** SUPPLIED PASSAGE follows **

Figure 8.

Extensive cell binding to DRT, a biomaterial rich in adhesion ligands, is observed in biomaterial-induced regeneration, both in skin and peripheral nerves. A: In the case of a scaffold with very large pores (e.g., average pore size 400 μm, which does not induce regeneration), the low specific surface (surface per volume) of the material reduces the amount of adhesion ligands available per cell. In this case MFB bind to other MFB, forming large capsules inside the pores of the biomaterial rather than adhering to its surface. B: In the case of DRT (pore size approximately 100 μm, which induces regeneration), the mean pore diameter corresponds to a large specific surface and extensive cell-scaffold adhesion. MFB form few cell-cell contacts and do not form large capsules. C: The chemical stimuli provided by an active biomaterial to interacting cells depend both on the specific surface (SEM image shows the structure of a collagen scaffold of 90 μm mean pore diameter) and the surface chemistry of the scaffold (depicted in the insert as density of ligands of particular adhesion receptors, e.g. the GFOGER ligand for collagen-binding integrins). D: Illustration of a MFB interacting with the DRT surface. The extensive binding of each MFB on the DRT surface is mediated by binding of MFB adhesion receptors on the ligand-rich scaffold surface. For example, the insert depicts the binding of the I domain of integrin α₂ on the GFOGER ligand present in collagen molecules (rendering based on the crystal structure 1DZI).

** End of SUPPLIED PASSAGE **

### WORK REQUEST 1
Decide whether each statement agrees with the figure caption above. Give yes or no for each, along with the deciding words quoted from the caption. (a) The scaffold with an average pore size of 400 μm induces regeneration. (b) On DRT, MFB do not form large capsules. (c) The rendering in the panel D insert is based on the crystal structure 1DZI.
### WORK REQUEST 2
According to the figure caption above, what is the mean pore diameter of the collagen scaffold in the SEM image?
### WORK REQUEST 3
List every pore size given in the figure caption above, with what each one describes.

** DATA SUPPLIED follows **

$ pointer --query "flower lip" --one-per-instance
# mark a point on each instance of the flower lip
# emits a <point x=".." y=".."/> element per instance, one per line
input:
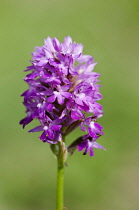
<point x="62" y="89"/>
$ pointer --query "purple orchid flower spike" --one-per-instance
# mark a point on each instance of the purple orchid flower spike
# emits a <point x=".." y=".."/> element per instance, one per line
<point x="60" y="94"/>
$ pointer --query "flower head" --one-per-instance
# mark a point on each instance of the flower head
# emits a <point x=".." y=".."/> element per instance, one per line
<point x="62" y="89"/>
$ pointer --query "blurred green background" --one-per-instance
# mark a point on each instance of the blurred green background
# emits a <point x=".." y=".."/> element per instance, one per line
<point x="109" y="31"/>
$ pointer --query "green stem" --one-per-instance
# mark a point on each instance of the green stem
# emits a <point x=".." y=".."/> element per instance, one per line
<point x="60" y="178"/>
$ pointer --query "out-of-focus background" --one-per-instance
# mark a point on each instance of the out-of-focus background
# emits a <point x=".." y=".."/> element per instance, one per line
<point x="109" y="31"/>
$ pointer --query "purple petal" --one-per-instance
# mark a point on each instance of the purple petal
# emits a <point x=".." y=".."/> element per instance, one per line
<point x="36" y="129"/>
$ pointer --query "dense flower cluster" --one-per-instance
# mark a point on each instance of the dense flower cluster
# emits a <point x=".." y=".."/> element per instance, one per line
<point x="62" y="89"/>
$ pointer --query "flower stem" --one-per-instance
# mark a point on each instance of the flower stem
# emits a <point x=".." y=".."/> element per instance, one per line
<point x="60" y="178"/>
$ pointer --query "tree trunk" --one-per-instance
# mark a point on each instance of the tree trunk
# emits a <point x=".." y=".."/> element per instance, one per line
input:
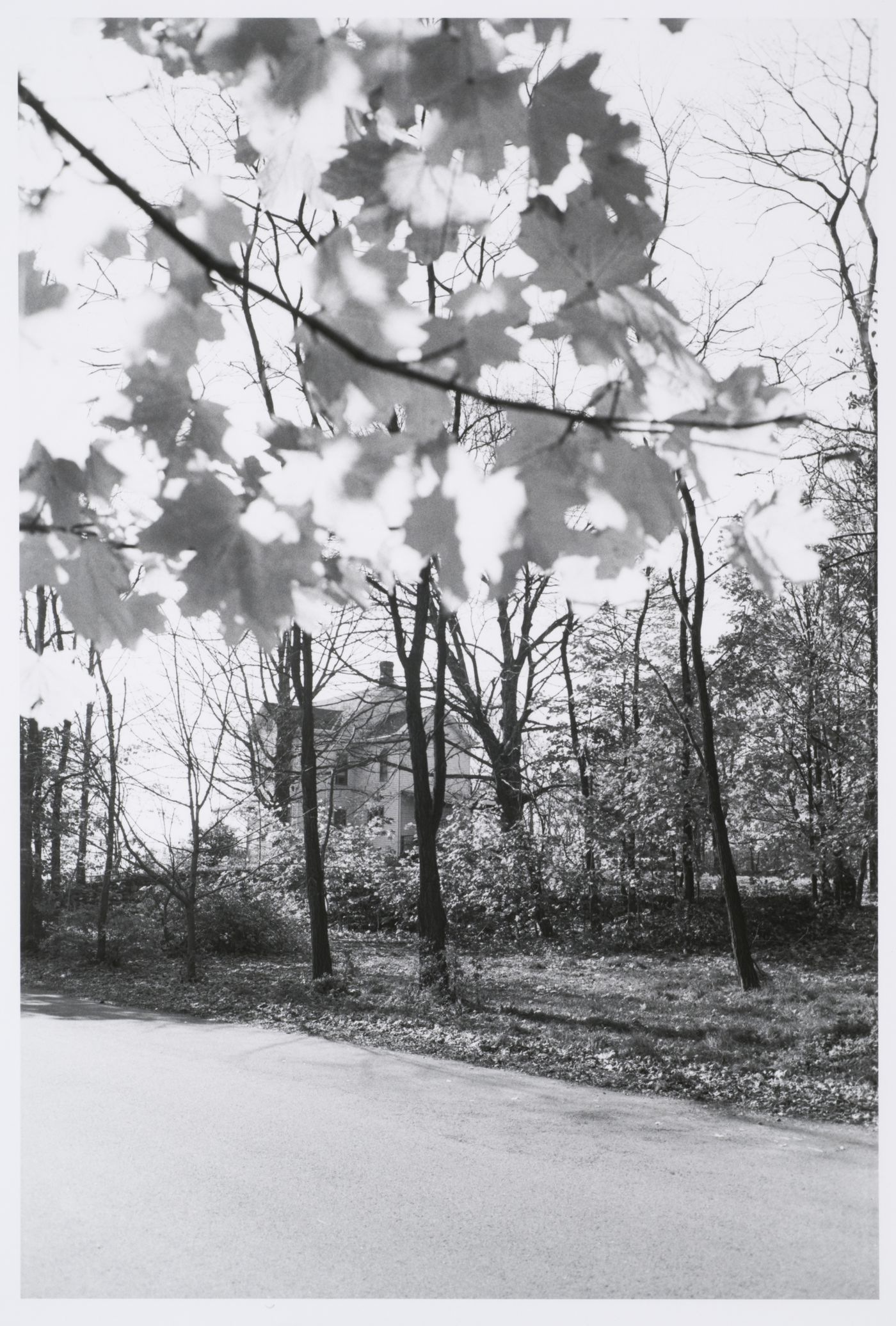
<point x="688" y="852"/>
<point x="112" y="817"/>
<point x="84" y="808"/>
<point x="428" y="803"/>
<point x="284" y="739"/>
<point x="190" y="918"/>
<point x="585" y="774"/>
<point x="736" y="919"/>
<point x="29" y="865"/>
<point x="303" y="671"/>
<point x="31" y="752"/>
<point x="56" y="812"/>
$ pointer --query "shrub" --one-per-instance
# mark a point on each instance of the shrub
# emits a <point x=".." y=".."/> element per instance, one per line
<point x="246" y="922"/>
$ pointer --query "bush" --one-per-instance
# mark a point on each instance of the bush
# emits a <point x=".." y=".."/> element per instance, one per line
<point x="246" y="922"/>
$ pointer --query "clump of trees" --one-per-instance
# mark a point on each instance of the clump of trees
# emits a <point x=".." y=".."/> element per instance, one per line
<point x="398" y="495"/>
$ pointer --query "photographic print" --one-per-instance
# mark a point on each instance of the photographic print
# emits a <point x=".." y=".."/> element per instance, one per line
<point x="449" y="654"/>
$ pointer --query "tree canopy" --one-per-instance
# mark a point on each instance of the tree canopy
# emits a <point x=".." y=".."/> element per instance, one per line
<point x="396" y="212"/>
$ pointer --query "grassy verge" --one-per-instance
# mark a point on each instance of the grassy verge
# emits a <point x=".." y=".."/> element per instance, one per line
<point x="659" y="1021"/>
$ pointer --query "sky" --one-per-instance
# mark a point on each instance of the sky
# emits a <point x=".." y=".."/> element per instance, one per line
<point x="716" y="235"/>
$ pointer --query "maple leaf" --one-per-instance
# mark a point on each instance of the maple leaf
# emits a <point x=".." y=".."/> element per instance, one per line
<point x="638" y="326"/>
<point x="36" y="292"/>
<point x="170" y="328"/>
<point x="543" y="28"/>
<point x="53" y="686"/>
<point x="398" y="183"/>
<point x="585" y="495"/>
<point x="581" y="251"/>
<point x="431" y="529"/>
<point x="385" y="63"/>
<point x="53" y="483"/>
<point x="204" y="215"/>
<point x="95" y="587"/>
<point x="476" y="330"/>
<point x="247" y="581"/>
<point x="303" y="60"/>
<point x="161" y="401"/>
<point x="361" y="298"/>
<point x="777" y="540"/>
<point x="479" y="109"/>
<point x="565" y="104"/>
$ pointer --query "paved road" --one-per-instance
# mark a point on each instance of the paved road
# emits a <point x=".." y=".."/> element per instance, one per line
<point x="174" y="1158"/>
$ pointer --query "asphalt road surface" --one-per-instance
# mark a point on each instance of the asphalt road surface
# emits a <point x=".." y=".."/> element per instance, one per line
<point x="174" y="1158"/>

** End of DATA SUPPLIED **
** DATA SUPPLIED follows **

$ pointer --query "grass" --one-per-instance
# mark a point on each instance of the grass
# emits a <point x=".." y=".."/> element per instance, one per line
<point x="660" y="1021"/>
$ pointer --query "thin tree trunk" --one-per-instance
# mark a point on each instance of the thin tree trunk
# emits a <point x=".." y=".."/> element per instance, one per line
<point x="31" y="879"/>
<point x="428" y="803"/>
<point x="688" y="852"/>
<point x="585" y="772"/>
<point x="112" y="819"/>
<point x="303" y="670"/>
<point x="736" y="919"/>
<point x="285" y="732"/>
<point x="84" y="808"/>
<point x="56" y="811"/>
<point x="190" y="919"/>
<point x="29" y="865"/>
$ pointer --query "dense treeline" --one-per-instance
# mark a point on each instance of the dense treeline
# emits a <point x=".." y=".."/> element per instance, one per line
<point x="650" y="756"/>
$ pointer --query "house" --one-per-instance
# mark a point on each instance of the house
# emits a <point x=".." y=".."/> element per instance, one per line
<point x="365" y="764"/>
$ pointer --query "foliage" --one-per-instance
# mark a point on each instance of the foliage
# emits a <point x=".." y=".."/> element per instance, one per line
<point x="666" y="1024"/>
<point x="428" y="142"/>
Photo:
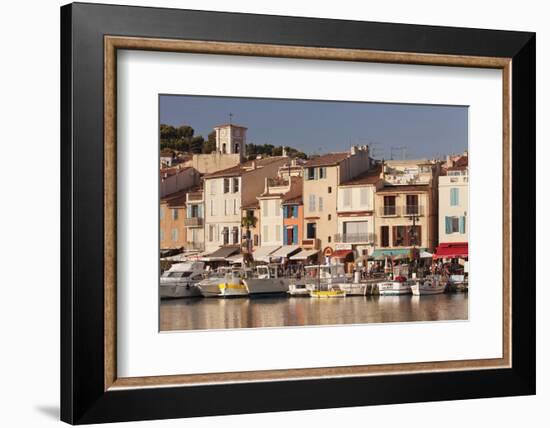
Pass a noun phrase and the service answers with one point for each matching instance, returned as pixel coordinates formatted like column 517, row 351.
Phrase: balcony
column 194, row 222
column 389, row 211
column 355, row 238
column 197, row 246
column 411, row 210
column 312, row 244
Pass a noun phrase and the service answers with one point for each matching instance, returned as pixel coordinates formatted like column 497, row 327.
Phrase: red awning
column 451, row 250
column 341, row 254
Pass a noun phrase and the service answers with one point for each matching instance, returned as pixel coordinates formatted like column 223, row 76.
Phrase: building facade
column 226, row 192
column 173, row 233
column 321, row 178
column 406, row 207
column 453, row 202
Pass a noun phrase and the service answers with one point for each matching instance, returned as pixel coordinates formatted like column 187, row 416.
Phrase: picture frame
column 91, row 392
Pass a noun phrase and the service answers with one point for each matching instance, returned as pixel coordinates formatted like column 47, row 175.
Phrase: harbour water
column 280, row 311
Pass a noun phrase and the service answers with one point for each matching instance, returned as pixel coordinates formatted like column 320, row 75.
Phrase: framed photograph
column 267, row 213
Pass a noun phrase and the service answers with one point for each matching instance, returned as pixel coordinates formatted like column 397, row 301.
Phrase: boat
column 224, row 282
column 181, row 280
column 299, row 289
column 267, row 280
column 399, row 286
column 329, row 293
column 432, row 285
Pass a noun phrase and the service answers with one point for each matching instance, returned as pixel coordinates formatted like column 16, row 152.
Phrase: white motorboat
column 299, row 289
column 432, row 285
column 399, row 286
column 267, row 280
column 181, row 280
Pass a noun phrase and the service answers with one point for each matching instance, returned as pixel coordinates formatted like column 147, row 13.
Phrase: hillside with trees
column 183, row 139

** End of DATA SUPPLIED **

### OUTPUT 1
(a) No: "average pore size 400 μm, which does not induce regeneration"
(b) Yes: "MFB form few cell-cell contacts and do not form large capsules"
(c) Yes: "rendering based on the crystal structure 1DZI"

### OUTPUT 2
90 μm.

### OUTPUT 3
- 400 μm (average pore size): the scaffold with very large pores, which does not induce regeneration
- Approximately 100 μm: DRT, which induces regeneration
- 90 μm (mean pore diameter): the collagen scaffold in the SEM image